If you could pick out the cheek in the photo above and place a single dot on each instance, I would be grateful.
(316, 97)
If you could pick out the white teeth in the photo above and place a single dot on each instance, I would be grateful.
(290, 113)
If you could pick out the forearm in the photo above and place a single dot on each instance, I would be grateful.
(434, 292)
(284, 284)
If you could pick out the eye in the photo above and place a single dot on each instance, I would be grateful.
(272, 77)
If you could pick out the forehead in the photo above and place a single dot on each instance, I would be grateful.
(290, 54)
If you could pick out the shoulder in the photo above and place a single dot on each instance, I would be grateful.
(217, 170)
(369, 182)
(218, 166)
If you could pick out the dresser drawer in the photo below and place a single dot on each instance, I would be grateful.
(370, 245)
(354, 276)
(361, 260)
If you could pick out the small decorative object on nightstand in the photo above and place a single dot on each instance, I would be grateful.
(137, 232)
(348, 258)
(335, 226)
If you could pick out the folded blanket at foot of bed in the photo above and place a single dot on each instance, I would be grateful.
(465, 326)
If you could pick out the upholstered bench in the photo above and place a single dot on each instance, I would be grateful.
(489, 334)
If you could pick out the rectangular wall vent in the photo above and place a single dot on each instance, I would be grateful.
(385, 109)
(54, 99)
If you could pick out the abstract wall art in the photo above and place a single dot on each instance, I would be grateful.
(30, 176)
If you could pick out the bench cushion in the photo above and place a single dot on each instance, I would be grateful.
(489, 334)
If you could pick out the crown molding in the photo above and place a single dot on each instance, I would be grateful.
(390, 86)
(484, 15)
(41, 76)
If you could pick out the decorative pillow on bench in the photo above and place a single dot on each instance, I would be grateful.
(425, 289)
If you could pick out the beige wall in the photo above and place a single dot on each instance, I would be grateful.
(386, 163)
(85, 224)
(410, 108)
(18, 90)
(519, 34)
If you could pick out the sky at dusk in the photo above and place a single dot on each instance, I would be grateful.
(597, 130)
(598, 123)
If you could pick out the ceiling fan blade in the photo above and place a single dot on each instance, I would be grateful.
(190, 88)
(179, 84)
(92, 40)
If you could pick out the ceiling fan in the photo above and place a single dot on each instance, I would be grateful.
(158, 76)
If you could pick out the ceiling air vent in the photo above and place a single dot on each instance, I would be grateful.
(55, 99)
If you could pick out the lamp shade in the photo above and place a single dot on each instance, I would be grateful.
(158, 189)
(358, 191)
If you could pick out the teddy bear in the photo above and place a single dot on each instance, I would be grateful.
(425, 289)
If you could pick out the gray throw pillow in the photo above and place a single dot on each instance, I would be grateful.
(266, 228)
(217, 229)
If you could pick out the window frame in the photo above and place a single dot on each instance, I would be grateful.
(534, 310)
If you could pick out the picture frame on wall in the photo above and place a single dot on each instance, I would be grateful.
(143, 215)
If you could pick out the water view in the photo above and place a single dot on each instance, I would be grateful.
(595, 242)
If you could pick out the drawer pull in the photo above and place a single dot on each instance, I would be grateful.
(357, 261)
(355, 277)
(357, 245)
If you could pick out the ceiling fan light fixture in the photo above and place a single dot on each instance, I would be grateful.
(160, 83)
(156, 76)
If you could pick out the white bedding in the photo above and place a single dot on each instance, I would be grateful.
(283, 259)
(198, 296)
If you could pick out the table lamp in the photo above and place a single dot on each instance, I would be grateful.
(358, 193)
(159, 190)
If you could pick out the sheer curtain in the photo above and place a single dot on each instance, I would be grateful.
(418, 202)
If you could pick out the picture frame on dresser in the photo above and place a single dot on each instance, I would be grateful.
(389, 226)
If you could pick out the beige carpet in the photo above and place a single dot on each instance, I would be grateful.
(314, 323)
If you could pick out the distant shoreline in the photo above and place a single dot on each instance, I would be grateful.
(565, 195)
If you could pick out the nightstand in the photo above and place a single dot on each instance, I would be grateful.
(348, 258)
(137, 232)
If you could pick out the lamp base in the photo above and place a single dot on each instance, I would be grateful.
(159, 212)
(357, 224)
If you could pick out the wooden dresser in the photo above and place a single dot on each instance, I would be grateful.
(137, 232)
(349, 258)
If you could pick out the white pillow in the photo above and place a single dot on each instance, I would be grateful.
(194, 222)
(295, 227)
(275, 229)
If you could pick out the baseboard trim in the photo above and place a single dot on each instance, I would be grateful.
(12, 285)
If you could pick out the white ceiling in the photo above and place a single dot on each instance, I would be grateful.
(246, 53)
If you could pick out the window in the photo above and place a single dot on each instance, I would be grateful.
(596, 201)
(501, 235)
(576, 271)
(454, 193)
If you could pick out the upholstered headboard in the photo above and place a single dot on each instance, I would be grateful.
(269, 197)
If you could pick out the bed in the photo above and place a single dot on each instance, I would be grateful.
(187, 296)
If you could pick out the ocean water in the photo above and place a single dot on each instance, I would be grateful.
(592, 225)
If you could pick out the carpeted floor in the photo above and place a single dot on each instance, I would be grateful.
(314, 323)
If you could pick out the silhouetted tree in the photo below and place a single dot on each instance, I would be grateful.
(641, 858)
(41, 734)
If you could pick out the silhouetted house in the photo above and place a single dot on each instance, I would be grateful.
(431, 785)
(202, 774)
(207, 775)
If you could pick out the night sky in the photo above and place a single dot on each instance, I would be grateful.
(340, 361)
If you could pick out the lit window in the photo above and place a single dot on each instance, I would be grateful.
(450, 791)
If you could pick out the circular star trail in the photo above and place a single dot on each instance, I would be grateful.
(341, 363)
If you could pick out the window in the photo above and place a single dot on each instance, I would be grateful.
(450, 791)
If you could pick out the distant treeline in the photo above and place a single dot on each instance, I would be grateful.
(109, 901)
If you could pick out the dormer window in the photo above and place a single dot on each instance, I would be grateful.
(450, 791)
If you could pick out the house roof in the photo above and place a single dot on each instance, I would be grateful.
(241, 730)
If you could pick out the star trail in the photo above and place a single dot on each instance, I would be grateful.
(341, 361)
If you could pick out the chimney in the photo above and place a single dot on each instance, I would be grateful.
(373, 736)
◇ ◇ ◇ ◇ ◇
Given exercise: Extract the listing in its entirety and repeat it exactly.

Correct result:
If you could pick out the cheek in the photo above and place a single dot on each instance, I would be grateful.
(316, 97)
If you could pick out the white teeth in the photo above and place a single dot on each instance, I would be grateful.
(290, 113)
If you could pick out the forearm in the photo above and place a single dot on each instance, I would be grateful.
(434, 292)
(284, 284)
If you could pick out the eye in the photo above and place a single dot on each instance, I would be grateful.
(272, 77)
If you could pick out the forehead in the photo above and place a single dot on each instance, I would be grateful.
(290, 54)
If you could pick out the shoulder in the photo above and place a single dot on each instance, I would be grateful.
(217, 170)
(369, 182)
(218, 166)
If you could pick out the dresser drawer in the photo below and place a single dot on each instance, I would be grateful.
(370, 245)
(354, 276)
(361, 260)
If you could pick out the small decorative object on nightstand in the photo above and place a single dot on each instance, I would be grateful.
(137, 232)
(348, 258)
(335, 226)
If you could pick out the folded blanket at foot of bed in the photo above and place a single dot on each instance, I would be grateful.
(465, 326)
If you could pick out the upholstered bench in the photo above and place a single dot on each instance, I would be grateful.
(489, 334)
If you could pick out the rectangular wall vent in the photo above and place a single dot on each instance, I would be grateful.
(385, 109)
(54, 99)
If you could pick out the abstract wall art in the photo above and place a single dot on each instance, I would be grateful.
(30, 176)
If you could pick out the bench cushion in the photo above and place a single dot on each instance, I would be grateful.
(489, 334)
If you could pick out the crown molding in the photo above and place a single dot on each instance, I would be grateful.
(390, 86)
(484, 15)
(41, 76)
If you could pick out the decorative pillow on bench in the photo above and place a single dot on each instance, I would be grateful.
(425, 289)
If you could pick out the beige wall in the photo above and place a single dot on each instance, I would be grateful.
(386, 163)
(85, 224)
(410, 108)
(18, 90)
(519, 34)
If you could pick out the sky at dusk in the photo above and place a single dot on each instance, I would be grateful.
(597, 130)
(598, 123)
If you could pick out the ceiling fan blade in the photo above and place a single dot on each instance, I would be grateful.
(190, 88)
(179, 84)
(92, 40)
If you could pick out the ceiling fan in the photo above and place a single dot on each instance, I would be grateful.
(158, 76)
If you could pick out the ceiling air vent in the photo above and place a single dot on each instance, I would be grateful.
(55, 99)
If you could pick out the lamp shade in the photo above and place a single dot on each instance, I would be grateful.
(158, 189)
(358, 191)
If you could pick out the teddy bear in the photo above and place a single dot on each instance, I would be grateful.
(425, 289)
If you could pick out the gray throw pillow in the photo above and place a single dot on each instance, I would be grateful.
(266, 228)
(217, 229)
If you could pick out the window frame in the photo above and place a single dot on each instance, I would be grateful.
(534, 310)
If you could pick out the picture frame on wall in the photo above and place a single dot on each instance, I would be grateful.
(143, 215)
If you could pick out the water view in the photo above and place a single dot on each instance, I would be grateful.
(595, 242)
If you could pick out the drawer pull in the photo above and place a single dot on each instance, I would be grateful.
(357, 261)
(355, 277)
(357, 245)
If you could pick out the ceiling fan light fixture in the photo above and place a single dot on each instance, I would be grateful.
(160, 83)
(156, 76)
If you could pick out the white bedding in the photo above and place a single dot on each instance, I would be grateful.
(283, 259)
(198, 296)
If you could pick out the table lamp in the photo above and place a single dot on each instance, I would be grateful.
(358, 193)
(159, 190)
If you could pick out the sheer curtain in the photo above and place a single dot on each instance, I would be grateful.
(418, 202)
If you could pick out the picture frame on dresser in the photo above and place a single dot on each instance, I would be grateful.
(389, 226)
If you could pick out the beige carpet in the photo above and place a single dot on each instance, I would be grateful.
(314, 323)
If you could pick out the distant shoreline in the photo above and place a single dot on each instance, I would be grateful.
(565, 195)
If you could pick out the nightstand in the photo above and place a single dot on each instance, I would be grateful.
(348, 258)
(137, 232)
If you could pick out the lamp base in the photo above and place a single dot on each instance, I would be grateful.
(159, 212)
(357, 224)
If you could pick out the wooden dresser in the photo above and place a single dot on each instance, I would be grateful.
(137, 232)
(349, 258)
If you could pick out the white pillow in the photo above and place a single dot on each instance, I would be grateful.
(194, 222)
(295, 227)
(275, 229)
If you could pick out the baseboard trim in the photo above and place a single dot on each instance, I would be grateful.
(12, 285)
If you could pick out the white ceiling in the photo above and place a single dot on each instance, I would be grateful.
(246, 53)
If you could pick out the window in the photo above and place a single dot on each instance, I would be grateful.
(596, 201)
(501, 235)
(576, 271)
(454, 193)
If you could pick out the upholstered headboard in the photo above and place a single dot on each instance, I would be grateful.
(269, 197)
If you could pick out the bed in the photo above and place a single dot on each instance, I would be grateful.
(187, 296)
If you could pick out the ocean water in the photo above and place a single dot on each instance, I would be grateful.
(592, 225)
If you could pick out the carpeted floor in the photo above and place a single dot on each instance, I would be grateful.
(314, 323)
If you could pick out the silhouetted tree in the photo below and place a single dot on each instance, I would be grateful.
(641, 858)
(41, 734)
If you could pick out the silhouetted house in the photo above and place a single dot on each instance, I would be grateful.
(431, 785)
(202, 774)
(207, 775)
If you could pick out the night sky in the photo above and place a single dot on each instance, I would be grateful.
(340, 361)
If you could pick out the lit window in the photo above and place a single dot on each instance, I would be grateful.
(450, 791)
If you could pick out the circular star trail in the photo above and place a single dot on each instance, I would be grateful.
(341, 363)
If you could pick out the window in the photo above and place a single dot on each instance, I would be grateful.
(450, 791)
If you could pick out the distant treeline in the photo above and place a single dot on each instance, I would be grateful.
(109, 901)
If you could pick out the dormer window in the photo above and place a single dot on each instance, I would be grateful.
(450, 791)
If you could pick out the house roof in the photo above and place a single dot on each instance, I would be grateful.
(241, 730)
If you could pick out the star trail in the photo above and place a single dot on each instance, I would be grateful.
(341, 361)
If you could pick out the chimney in the photo above and place a single dot on each instance, I would be grateful.
(373, 736)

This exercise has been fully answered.